Saved entries
────────────────────

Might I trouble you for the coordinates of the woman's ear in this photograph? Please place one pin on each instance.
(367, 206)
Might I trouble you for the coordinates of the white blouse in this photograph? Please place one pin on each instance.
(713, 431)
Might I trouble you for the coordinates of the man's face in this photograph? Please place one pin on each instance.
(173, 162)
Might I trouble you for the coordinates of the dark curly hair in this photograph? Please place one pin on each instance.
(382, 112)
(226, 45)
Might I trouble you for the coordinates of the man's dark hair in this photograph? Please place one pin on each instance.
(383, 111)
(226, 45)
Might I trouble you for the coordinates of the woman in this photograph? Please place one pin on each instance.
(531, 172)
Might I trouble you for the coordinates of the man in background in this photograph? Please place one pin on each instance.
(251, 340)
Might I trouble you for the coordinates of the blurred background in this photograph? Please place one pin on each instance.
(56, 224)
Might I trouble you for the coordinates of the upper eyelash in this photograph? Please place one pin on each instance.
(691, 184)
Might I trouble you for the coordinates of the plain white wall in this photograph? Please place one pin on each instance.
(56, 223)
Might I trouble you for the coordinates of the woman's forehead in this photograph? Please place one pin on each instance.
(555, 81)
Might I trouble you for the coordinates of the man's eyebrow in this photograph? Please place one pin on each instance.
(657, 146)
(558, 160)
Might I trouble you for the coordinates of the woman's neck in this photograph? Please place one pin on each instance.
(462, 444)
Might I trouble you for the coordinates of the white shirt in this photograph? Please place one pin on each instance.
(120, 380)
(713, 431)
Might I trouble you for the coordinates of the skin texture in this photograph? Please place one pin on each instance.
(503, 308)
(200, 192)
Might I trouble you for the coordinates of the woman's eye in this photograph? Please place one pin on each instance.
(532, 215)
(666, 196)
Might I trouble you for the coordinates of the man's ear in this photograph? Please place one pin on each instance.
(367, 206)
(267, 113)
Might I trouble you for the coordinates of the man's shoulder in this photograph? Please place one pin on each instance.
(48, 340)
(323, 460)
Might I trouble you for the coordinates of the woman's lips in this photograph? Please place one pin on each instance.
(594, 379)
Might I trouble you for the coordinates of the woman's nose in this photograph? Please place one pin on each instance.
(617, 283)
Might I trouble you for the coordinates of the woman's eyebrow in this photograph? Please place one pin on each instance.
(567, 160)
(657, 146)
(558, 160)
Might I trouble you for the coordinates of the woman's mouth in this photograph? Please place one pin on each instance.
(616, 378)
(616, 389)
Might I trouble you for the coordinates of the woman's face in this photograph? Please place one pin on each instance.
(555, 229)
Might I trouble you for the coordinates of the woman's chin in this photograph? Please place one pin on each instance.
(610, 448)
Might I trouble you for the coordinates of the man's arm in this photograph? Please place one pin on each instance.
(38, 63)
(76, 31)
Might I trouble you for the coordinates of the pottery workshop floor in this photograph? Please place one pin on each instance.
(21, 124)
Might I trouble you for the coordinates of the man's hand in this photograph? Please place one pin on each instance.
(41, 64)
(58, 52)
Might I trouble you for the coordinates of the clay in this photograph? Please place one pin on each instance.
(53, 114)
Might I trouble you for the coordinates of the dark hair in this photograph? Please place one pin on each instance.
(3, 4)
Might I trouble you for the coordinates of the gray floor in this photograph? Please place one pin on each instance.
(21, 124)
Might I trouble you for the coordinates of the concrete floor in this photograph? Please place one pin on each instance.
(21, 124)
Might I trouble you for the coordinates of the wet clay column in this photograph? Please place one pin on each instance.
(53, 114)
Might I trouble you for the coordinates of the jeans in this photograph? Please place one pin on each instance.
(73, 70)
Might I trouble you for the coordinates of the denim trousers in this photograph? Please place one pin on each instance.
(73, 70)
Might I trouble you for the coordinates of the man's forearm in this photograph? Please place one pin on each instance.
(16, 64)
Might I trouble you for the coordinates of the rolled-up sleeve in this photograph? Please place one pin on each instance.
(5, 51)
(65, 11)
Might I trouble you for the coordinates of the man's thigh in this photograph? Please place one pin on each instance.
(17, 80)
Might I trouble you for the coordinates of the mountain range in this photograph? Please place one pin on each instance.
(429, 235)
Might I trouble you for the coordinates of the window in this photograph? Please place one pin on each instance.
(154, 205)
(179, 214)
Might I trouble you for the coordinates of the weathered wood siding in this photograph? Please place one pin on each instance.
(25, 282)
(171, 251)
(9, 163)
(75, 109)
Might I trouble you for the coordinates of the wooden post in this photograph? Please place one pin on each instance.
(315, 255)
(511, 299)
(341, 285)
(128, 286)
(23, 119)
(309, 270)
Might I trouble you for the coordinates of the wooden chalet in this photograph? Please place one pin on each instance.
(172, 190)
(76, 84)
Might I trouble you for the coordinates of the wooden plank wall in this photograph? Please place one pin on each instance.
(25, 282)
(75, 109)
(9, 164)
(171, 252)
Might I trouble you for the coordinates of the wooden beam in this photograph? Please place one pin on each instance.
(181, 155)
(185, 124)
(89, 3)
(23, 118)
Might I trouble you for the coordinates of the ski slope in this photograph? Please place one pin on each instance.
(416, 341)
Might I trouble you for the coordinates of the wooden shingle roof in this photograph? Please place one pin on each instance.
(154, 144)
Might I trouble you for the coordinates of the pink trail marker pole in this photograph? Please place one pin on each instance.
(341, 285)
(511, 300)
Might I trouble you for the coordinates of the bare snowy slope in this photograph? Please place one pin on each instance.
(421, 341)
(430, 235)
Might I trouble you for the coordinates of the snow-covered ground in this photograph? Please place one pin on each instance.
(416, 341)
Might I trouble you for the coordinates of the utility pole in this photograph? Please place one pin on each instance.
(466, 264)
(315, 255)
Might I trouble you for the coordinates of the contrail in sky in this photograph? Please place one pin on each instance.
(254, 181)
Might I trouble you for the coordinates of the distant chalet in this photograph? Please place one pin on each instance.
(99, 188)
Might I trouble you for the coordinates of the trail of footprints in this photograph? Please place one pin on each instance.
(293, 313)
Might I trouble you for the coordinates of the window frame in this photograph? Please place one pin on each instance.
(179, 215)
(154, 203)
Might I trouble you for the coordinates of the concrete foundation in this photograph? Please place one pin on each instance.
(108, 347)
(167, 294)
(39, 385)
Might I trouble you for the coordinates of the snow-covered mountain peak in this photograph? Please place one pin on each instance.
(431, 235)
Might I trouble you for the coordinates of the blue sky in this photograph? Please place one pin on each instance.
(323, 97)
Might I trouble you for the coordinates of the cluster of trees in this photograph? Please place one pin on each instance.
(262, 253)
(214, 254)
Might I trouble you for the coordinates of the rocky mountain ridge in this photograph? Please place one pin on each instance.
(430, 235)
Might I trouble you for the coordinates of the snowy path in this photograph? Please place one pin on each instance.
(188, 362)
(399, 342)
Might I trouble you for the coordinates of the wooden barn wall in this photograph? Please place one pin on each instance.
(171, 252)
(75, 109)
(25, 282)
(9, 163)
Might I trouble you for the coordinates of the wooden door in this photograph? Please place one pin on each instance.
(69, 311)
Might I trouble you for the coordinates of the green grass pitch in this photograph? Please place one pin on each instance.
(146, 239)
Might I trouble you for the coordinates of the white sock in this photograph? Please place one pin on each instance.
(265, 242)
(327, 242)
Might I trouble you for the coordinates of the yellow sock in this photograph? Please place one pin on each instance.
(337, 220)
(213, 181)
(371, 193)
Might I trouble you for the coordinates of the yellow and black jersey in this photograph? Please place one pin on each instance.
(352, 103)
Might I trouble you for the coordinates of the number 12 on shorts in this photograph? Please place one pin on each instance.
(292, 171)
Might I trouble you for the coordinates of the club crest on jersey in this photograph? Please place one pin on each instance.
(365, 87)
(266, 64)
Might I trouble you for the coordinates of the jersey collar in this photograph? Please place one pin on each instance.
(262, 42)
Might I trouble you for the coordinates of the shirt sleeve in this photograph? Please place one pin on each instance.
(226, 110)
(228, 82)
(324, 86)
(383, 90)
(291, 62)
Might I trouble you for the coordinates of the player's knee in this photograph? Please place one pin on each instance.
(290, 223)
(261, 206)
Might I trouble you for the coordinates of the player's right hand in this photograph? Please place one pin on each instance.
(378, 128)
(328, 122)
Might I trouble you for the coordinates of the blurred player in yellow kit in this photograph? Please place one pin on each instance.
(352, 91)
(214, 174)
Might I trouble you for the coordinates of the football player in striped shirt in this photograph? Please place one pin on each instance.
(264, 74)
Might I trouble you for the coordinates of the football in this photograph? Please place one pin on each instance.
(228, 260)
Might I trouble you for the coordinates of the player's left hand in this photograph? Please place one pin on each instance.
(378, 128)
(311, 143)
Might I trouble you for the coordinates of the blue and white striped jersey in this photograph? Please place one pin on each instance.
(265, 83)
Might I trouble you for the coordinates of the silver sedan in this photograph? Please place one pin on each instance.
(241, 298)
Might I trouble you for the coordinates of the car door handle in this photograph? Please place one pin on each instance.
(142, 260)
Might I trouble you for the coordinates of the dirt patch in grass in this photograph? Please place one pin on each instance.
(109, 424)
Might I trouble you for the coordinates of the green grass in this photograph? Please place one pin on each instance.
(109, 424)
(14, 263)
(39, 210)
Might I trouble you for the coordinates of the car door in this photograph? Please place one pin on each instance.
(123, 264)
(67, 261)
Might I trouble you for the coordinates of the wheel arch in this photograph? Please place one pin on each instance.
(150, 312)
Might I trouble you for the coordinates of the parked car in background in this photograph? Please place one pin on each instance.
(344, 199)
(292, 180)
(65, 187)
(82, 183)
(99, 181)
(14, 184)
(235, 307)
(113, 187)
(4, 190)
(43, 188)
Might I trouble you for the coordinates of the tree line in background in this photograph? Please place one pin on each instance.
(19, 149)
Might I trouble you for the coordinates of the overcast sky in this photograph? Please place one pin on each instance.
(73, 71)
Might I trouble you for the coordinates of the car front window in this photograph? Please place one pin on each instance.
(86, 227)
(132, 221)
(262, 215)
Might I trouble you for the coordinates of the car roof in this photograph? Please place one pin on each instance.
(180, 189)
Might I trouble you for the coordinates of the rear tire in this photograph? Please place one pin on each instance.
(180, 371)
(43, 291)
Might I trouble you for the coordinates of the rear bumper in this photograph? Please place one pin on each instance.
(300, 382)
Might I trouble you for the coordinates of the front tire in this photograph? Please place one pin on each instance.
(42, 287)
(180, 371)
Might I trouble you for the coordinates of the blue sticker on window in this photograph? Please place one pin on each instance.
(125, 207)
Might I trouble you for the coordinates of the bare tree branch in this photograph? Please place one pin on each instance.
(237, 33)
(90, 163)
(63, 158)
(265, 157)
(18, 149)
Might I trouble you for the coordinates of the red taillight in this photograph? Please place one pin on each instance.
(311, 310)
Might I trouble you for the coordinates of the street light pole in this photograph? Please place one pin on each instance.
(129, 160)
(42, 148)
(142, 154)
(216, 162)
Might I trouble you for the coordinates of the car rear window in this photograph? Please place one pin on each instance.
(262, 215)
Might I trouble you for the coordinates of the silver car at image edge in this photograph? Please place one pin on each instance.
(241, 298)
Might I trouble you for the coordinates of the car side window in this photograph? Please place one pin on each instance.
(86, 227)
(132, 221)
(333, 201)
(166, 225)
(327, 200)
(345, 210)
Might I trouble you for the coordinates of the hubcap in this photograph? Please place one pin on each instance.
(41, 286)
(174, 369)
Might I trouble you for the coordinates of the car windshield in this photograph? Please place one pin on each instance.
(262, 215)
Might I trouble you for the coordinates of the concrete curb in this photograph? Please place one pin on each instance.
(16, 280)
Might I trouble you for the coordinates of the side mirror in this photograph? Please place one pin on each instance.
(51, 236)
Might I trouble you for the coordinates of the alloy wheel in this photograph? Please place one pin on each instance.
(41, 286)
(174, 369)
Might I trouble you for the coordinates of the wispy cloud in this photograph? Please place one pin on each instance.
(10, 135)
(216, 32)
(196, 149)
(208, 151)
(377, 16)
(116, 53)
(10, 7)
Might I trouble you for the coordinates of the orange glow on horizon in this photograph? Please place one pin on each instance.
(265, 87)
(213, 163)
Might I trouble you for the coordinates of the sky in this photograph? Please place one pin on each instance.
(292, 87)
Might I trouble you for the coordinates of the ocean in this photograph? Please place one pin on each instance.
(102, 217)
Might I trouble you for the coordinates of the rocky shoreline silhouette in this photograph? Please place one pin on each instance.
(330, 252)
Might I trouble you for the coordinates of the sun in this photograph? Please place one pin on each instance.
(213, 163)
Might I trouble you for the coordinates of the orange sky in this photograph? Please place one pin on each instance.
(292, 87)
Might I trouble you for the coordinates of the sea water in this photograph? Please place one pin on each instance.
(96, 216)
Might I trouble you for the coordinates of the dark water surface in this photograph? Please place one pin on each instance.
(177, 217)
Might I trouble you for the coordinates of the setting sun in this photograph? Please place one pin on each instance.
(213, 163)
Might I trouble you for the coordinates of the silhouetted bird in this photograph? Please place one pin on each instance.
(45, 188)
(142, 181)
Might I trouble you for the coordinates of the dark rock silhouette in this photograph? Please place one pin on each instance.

────────────────────

■ **WHAT THE EXERCISE ASKS**
The lines to reproduce run from the line containing "Might I trouble you for the coordinates of the ocean" to the end of the listing; write them out exactly and add nothing.

■ **ANSWER IN FULL**
Might I trouble you for the coordinates of the ocean in this photograph? Please place one pin on each instance.
(102, 217)
Might I trouble you for the coordinates of the rocky shoreline silhouette in this photograph? Please place one pin on each instance.
(330, 252)
Might I trouble you for the coordinates of the sun in this photograph? Please place one pin on each instance.
(213, 163)
Might I trouble you for the coordinates of the orange sky in this photograph? Please place one pin on each instance.
(292, 87)
Might I trouble you for the coordinates of the sea water in this photograph? Please place one pin on each instance.
(96, 216)
Might I trouble you for the coordinates of the dark water surface in this photograph? Please place one pin on each instance.
(177, 217)
Might I trouble you for the coordinates of the setting sun in this photograph? Please place one pin on each instance.
(213, 163)
Might I trouble you for the coordinates of the silhouetted bird in this photograph? Please place one pin on each instance.
(45, 188)
(142, 181)
Might I trouble you for the coordinates of the dark rock silhouette in this photograph? Please place one pin on each instance.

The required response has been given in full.